--- Extracted material Enclosed Below ---
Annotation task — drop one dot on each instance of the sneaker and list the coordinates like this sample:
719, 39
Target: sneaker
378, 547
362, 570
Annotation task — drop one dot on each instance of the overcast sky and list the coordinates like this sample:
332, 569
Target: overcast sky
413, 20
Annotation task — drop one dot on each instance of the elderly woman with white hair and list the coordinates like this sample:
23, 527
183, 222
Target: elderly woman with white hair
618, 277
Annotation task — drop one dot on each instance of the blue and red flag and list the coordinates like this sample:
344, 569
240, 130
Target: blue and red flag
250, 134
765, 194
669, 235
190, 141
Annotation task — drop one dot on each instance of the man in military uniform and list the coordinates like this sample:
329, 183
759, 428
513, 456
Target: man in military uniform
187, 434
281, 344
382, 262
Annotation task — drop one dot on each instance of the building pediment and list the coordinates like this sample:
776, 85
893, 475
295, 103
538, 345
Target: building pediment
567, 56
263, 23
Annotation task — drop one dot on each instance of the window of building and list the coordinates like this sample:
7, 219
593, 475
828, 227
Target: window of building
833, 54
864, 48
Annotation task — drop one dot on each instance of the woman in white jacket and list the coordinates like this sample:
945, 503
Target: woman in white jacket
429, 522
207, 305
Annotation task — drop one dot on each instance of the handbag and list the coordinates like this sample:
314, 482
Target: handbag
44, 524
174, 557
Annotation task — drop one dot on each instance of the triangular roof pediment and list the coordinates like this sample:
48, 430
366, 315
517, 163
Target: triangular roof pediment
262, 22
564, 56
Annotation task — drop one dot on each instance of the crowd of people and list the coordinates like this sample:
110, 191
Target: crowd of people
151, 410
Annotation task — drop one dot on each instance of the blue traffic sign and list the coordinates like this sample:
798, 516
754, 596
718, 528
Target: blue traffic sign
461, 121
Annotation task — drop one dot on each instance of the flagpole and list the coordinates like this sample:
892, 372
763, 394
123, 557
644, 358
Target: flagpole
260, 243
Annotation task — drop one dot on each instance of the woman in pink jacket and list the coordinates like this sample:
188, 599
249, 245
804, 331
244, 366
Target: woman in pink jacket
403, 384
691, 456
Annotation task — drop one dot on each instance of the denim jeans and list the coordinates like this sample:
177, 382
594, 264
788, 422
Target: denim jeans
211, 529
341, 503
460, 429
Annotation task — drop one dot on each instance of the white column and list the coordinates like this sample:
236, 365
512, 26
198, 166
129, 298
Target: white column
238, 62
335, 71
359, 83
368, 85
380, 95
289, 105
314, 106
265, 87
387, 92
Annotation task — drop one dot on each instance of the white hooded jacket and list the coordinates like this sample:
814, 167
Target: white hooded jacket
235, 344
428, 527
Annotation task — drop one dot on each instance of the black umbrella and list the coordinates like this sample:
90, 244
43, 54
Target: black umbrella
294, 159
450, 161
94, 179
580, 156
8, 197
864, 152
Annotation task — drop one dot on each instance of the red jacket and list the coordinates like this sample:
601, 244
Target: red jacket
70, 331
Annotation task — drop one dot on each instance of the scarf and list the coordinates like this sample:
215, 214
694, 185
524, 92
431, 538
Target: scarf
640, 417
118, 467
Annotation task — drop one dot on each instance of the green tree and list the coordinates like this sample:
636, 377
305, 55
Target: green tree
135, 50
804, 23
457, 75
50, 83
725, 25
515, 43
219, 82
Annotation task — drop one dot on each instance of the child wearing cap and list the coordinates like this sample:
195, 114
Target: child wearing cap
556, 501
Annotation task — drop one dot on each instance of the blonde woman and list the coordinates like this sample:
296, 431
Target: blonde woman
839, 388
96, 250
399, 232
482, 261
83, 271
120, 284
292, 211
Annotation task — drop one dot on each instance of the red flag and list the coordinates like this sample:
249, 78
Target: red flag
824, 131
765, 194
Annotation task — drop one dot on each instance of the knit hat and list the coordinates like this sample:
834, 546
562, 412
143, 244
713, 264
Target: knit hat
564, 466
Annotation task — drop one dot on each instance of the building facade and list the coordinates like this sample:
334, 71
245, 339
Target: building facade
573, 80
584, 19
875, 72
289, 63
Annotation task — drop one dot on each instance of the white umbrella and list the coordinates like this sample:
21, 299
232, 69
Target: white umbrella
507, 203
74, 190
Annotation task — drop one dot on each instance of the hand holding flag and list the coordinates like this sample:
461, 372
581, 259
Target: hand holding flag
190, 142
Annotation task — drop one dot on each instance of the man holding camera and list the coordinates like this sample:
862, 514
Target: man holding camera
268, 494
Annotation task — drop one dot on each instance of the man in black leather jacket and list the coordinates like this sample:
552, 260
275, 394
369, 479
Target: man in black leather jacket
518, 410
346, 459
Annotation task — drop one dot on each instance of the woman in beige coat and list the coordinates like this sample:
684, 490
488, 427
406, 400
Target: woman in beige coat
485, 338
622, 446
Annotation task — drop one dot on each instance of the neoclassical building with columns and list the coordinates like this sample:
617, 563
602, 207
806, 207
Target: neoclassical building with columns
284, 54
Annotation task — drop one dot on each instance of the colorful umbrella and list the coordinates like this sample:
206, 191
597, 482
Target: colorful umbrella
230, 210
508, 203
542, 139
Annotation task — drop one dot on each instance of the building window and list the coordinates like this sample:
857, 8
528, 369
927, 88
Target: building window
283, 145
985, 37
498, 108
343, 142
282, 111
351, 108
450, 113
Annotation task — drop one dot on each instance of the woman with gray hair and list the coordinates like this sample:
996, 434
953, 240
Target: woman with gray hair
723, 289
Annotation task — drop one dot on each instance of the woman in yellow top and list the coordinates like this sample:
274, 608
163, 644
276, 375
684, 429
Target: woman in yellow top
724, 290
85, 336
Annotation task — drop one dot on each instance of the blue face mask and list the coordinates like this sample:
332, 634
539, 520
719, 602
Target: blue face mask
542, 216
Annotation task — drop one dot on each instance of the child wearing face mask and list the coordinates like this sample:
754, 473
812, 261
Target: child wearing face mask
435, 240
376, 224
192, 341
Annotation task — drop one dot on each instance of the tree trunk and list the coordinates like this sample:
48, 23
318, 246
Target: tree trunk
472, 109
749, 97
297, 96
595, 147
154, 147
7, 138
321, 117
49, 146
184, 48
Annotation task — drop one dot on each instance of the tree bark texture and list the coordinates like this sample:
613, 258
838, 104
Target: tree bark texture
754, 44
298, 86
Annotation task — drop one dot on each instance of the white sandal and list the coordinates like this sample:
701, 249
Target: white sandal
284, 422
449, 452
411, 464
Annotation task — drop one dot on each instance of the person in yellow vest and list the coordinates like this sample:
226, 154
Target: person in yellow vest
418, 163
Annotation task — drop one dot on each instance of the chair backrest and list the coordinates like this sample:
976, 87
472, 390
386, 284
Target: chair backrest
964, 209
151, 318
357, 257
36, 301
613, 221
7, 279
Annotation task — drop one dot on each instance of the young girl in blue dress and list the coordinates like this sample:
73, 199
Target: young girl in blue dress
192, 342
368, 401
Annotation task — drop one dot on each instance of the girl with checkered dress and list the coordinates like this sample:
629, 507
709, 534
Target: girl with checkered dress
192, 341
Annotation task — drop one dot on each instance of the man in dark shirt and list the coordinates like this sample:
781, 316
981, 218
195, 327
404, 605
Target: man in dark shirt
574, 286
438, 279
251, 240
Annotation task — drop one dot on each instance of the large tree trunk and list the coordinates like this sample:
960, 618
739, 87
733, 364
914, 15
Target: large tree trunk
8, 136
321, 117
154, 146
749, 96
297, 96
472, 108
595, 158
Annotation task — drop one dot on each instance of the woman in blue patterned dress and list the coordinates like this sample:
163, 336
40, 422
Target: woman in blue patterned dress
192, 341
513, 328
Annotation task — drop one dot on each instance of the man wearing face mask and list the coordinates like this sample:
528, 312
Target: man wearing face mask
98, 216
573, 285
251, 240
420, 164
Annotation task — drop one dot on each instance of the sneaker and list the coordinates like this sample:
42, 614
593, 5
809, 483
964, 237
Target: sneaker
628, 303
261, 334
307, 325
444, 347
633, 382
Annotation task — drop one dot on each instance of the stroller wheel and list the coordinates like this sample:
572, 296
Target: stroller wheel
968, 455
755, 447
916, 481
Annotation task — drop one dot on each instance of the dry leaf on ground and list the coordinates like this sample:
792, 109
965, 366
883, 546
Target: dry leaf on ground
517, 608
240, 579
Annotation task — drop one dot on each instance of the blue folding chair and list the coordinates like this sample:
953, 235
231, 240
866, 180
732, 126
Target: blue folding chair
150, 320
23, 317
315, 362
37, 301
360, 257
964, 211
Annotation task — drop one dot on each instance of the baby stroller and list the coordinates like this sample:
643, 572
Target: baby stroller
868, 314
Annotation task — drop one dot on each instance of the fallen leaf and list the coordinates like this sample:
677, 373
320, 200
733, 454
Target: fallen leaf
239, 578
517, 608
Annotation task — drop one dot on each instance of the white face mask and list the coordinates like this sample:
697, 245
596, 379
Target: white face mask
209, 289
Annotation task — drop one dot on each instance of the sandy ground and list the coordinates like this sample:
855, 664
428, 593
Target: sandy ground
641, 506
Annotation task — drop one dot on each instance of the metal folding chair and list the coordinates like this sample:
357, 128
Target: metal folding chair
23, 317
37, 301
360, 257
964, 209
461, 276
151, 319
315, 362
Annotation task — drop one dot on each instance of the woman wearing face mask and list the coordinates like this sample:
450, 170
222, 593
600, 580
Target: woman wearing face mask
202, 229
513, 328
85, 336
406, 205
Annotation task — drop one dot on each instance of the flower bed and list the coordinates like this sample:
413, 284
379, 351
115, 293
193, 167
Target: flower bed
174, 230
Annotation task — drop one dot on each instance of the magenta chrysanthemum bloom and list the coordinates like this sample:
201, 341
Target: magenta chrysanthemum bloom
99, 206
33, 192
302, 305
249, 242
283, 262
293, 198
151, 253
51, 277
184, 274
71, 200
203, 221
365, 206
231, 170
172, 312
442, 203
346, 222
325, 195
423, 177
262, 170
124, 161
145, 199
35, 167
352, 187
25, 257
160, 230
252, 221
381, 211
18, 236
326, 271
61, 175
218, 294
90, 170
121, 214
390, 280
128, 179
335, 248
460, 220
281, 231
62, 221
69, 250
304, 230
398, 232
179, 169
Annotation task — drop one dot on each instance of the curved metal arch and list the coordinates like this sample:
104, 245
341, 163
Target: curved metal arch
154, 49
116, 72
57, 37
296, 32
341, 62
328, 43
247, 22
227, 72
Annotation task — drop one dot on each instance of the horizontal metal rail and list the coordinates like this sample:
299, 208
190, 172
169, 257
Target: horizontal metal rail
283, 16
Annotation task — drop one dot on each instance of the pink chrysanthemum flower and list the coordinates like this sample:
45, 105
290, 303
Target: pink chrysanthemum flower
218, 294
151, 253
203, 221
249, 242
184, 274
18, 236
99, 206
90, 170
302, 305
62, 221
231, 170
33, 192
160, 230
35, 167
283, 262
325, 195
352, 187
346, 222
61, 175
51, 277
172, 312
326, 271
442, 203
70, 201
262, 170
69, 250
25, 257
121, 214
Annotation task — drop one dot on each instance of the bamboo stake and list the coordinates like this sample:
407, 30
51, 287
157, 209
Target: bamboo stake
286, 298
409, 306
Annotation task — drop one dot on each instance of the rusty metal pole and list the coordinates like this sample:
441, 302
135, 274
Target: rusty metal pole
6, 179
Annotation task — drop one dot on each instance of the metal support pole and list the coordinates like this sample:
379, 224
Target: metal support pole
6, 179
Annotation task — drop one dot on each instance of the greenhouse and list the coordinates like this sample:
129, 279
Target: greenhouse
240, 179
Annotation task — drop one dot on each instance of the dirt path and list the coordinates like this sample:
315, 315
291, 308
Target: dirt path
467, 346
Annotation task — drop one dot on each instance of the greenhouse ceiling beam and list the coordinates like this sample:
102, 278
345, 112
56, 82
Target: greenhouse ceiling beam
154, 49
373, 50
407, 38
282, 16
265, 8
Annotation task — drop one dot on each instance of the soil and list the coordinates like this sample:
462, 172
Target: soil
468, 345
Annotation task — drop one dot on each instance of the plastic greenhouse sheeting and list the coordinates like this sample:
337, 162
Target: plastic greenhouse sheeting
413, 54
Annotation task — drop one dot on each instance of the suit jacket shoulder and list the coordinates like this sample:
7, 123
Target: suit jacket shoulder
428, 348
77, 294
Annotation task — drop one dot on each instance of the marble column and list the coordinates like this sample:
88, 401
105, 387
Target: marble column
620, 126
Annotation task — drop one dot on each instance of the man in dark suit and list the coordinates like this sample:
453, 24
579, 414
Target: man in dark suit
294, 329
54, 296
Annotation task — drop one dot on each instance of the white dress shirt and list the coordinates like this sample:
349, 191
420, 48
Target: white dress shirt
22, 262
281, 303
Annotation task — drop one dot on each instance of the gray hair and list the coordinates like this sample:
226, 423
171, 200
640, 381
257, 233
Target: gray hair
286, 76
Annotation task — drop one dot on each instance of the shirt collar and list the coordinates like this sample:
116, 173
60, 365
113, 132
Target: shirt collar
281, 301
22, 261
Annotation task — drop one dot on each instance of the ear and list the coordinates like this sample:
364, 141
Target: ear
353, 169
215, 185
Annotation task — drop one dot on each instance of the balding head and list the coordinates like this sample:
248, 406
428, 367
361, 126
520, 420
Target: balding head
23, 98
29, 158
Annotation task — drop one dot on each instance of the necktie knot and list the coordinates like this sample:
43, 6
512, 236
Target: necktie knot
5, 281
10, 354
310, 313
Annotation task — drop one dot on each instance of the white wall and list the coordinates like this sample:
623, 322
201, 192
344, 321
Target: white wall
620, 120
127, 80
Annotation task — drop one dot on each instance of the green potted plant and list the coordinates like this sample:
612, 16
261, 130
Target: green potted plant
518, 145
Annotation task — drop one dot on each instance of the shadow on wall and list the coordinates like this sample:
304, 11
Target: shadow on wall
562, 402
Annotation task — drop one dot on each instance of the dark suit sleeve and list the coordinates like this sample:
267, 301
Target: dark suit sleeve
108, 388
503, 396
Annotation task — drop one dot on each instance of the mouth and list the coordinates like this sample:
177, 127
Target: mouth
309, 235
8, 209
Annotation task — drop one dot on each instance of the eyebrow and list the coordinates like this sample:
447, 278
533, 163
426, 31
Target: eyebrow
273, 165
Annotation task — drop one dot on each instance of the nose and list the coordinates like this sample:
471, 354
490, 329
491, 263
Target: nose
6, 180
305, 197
--- End of Enclosed Extracted material ---
Reproduce verbatim the lines above, from the line with "the blue and" through the line with "of the crowd".

## Response box
Annotation task — drop one dot on each instance of the blue and red flag and list the coordinates like this sample:
344, 569
240, 130
Target: blue and red flag
250, 134
765, 194
669, 235
190, 141
Annotation task — drop one dot on each instance of the man in military uniform and list the coordinates like this sample:
329, 183
759, 428
513, 456
Target: man in military uniform
187, 434
281, 344
382, 262
Annotation task — drop one dot on each instance of the building pediment and list the coordinates like this sample:
776, 85
893, 475
295, 103
538, 345
Target: building pediment
567, 56
263, 23
Annotation task — drop one dot on each instance of the window of building and list the coordinates like this sample:
7, 219
593, 475
828, 227
Target: window of building
833, 54
864, 48
Annotation task — drop one dot on each instance of the woman in white jacket and list the coordinates like this sample:
945, 503
Target: woman in white jacket
429, 522
207, 305
Annotation task — drop one dot on each instance of the handbag and list the coordinates like this sample:
314, 482
Target: handbag
44, 524
174, 557
Annotation task — drop one dot on each instance of the triangular roof pediment and list the coordinates like this sample:
48, 430
366, 315
517, 163
Target: triangular roof pediment
262, 22
564, 56
Annotation task — drop one dot on each instance of the crowd of people and list the coordinates like this sample:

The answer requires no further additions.